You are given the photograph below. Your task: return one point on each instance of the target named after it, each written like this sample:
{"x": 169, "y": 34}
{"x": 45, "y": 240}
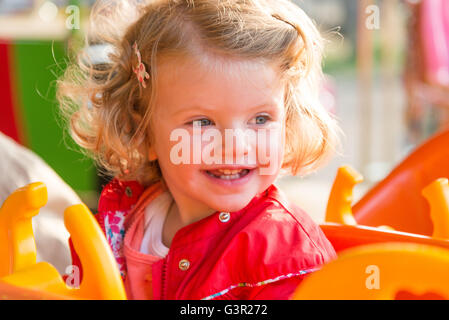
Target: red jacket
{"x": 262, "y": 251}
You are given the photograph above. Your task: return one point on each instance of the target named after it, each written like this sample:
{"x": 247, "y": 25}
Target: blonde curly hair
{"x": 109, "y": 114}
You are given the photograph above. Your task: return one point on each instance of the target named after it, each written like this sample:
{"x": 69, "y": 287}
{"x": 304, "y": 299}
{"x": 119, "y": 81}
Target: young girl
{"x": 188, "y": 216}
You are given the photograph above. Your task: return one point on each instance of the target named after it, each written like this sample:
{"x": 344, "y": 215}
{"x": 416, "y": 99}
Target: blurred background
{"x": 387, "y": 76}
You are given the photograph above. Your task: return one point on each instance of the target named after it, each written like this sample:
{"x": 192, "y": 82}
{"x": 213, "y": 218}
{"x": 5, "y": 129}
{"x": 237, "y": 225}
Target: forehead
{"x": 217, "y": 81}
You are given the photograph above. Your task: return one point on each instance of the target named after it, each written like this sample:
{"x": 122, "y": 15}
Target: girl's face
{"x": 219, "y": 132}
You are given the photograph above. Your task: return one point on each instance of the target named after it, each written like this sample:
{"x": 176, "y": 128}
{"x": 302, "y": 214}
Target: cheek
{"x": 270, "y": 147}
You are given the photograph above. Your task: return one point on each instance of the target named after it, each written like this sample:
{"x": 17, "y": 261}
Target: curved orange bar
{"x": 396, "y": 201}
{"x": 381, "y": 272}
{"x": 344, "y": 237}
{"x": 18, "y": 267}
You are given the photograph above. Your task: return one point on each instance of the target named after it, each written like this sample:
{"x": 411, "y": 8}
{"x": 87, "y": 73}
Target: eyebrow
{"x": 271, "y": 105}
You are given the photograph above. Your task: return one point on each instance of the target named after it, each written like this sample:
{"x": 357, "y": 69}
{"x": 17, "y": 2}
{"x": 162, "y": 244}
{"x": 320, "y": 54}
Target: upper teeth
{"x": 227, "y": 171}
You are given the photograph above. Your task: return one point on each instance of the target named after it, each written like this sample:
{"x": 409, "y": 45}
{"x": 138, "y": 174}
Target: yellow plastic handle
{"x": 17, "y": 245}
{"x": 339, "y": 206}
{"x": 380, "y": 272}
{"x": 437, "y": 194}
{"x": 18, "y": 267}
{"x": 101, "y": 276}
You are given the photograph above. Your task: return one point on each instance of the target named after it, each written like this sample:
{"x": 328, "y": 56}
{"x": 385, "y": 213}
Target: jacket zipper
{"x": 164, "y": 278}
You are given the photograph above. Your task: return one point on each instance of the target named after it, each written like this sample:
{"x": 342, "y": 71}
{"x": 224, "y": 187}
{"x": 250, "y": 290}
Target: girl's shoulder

━━━━━━━━━━━━━━━━━━━━

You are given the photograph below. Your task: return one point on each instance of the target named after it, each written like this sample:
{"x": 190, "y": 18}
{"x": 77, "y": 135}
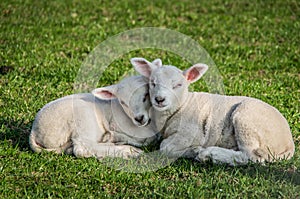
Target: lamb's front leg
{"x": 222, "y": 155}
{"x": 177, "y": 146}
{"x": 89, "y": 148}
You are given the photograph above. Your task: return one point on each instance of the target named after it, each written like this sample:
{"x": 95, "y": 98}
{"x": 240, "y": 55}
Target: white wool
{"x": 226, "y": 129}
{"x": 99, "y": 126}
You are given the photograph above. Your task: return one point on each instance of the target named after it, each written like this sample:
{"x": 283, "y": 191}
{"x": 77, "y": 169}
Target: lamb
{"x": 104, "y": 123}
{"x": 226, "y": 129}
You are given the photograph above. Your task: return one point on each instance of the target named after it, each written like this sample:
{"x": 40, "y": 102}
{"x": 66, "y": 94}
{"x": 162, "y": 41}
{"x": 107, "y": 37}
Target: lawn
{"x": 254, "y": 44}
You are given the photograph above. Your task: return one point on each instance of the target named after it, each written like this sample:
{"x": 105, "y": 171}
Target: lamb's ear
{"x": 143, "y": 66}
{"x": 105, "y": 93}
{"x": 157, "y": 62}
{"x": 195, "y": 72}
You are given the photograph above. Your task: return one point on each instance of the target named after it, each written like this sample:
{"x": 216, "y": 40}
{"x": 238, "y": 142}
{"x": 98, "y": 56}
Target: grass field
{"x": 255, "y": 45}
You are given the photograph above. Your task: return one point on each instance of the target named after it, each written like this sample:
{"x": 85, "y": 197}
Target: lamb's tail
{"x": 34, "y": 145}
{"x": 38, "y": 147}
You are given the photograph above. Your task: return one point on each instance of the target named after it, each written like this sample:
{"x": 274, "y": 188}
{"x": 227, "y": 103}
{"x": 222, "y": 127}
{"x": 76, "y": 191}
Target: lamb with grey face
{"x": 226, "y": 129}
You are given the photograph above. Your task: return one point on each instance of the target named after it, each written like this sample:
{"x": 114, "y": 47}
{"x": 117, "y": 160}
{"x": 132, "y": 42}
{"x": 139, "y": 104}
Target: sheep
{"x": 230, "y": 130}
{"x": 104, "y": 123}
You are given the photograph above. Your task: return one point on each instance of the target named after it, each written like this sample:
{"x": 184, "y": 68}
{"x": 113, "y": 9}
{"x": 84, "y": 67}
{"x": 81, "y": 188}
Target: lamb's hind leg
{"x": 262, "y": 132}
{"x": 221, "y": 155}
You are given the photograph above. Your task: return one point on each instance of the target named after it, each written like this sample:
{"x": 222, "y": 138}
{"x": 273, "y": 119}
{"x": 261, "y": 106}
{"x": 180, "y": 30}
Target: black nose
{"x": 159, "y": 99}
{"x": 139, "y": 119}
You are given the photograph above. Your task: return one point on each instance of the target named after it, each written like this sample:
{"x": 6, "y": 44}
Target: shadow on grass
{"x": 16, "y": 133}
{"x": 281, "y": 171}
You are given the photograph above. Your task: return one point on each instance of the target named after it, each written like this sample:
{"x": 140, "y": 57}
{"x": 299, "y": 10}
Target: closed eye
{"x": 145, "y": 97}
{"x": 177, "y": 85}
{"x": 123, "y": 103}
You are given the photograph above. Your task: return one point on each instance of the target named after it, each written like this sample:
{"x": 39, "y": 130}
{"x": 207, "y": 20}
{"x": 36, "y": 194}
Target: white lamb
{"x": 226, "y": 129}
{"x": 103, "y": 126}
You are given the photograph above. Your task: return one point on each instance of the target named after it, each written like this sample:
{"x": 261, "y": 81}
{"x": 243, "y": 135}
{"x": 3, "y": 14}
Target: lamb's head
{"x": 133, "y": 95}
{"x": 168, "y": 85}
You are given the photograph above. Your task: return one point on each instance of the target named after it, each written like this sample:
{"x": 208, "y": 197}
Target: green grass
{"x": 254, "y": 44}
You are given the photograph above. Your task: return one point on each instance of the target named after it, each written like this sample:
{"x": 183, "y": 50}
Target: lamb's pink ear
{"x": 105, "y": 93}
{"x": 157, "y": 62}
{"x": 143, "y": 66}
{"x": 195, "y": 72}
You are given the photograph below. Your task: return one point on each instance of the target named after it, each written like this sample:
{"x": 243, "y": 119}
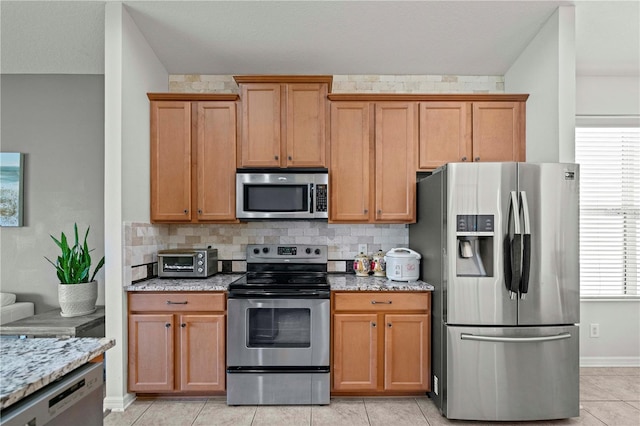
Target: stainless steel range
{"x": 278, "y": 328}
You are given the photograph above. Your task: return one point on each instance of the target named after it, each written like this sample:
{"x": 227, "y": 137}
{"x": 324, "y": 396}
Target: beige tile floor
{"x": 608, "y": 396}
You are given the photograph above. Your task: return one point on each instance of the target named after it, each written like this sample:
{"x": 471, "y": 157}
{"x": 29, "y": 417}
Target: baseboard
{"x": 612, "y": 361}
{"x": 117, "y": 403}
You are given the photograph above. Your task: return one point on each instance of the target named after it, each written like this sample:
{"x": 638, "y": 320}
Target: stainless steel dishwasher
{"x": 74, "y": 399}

━━━━━━━━━━━━━━━━━━━━

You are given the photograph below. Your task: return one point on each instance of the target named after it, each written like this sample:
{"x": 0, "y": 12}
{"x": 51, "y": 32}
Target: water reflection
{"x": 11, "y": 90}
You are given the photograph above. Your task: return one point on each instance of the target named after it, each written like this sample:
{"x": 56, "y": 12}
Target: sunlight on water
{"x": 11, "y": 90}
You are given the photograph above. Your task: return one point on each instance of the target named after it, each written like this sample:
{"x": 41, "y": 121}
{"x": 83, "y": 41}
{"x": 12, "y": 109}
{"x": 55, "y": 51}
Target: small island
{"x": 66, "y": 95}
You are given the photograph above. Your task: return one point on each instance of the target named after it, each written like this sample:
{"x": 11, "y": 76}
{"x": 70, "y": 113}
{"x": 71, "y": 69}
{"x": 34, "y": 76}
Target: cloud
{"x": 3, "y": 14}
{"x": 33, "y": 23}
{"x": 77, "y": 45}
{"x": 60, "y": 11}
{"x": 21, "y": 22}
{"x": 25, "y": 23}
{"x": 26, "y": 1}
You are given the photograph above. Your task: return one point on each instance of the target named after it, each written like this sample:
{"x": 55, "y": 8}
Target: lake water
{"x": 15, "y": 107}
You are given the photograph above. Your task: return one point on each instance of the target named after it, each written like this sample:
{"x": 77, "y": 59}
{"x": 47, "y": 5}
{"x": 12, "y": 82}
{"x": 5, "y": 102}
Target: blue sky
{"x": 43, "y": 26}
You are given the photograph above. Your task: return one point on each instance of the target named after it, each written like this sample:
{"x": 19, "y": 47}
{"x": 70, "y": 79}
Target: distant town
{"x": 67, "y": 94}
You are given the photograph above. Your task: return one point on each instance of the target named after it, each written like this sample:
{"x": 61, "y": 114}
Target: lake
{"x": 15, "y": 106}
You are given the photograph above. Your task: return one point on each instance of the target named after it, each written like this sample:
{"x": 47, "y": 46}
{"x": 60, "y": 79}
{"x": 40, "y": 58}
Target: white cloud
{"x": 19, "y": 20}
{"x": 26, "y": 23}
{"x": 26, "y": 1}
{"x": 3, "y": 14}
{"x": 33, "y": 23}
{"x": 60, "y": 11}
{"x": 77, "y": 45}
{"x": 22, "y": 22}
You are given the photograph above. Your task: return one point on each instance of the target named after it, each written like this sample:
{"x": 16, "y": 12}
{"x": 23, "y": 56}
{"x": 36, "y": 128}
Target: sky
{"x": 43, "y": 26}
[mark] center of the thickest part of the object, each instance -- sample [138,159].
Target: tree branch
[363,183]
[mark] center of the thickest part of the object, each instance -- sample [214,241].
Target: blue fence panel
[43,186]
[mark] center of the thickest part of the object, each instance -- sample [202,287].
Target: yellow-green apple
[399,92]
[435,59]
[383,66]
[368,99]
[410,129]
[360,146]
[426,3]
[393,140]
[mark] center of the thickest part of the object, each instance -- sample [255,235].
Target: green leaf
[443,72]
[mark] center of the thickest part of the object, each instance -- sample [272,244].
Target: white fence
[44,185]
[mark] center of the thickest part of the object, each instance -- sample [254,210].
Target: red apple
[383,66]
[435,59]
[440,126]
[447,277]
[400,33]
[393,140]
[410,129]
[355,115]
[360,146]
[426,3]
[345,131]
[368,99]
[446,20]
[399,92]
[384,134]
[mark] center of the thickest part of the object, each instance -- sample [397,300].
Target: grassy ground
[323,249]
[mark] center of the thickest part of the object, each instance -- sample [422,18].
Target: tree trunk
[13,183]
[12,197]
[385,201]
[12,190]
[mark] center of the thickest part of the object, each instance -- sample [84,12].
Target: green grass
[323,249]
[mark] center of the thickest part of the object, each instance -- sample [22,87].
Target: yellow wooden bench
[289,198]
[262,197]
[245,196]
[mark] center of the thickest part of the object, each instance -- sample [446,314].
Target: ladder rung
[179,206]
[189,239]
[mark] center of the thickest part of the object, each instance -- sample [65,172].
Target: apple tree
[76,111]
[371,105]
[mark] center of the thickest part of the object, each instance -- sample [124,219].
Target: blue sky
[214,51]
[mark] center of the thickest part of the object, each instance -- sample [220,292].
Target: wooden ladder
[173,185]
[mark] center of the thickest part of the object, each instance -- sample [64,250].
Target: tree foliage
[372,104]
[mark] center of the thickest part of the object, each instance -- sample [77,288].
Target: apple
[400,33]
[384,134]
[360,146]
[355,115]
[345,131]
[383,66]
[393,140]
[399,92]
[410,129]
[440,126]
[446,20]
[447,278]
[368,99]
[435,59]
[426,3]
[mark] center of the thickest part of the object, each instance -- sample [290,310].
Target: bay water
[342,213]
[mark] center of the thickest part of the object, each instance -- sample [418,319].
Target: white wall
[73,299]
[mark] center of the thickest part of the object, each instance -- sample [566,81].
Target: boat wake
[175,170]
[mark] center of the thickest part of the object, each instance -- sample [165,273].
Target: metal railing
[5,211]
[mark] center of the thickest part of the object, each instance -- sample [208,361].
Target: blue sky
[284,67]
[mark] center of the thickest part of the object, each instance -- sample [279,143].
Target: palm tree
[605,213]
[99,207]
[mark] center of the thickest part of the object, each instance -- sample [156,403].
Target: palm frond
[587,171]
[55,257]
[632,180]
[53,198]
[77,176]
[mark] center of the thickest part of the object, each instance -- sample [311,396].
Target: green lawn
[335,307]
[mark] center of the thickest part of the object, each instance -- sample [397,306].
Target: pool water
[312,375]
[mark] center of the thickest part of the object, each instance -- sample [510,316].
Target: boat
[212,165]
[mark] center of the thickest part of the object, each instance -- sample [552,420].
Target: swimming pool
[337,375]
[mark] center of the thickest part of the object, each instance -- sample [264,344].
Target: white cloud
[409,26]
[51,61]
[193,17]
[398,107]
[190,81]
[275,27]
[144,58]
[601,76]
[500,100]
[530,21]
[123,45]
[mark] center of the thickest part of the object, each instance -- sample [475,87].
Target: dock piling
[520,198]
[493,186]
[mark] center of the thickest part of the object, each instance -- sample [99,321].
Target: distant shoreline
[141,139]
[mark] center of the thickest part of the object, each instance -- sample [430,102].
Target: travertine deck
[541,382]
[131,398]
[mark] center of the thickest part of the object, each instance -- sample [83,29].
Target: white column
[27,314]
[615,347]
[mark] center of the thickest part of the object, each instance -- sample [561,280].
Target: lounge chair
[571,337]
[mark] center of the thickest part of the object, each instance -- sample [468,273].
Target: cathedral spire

━━━━━━━━━━━━━━━━━━━━

> _What to do_:
In the records above, the line with "Target: distant shoreline" marks the start and the line with "Target: cathedral spire" marks the end; copy that stretch exactly, both lines included, and nothing else.

> _Task result_:
Target: distant shoreline
[141,139]
[mark] center of the thickest part of the object, each instance -- sample [430,102].
Target: travertine deck
[541,382]
[131,398]
[mark] center of the thickest part of the object, each instance -- sample [83,29].
Target: white column
[27,314]
[615,347]
[mark] center of the thickest part of the object, each instance -- sample [561,280].
Target: lounge chair
[571,337]
[mark] center of the thickest part of the object, each instance -- sample [468,273].
Target: cathedral spire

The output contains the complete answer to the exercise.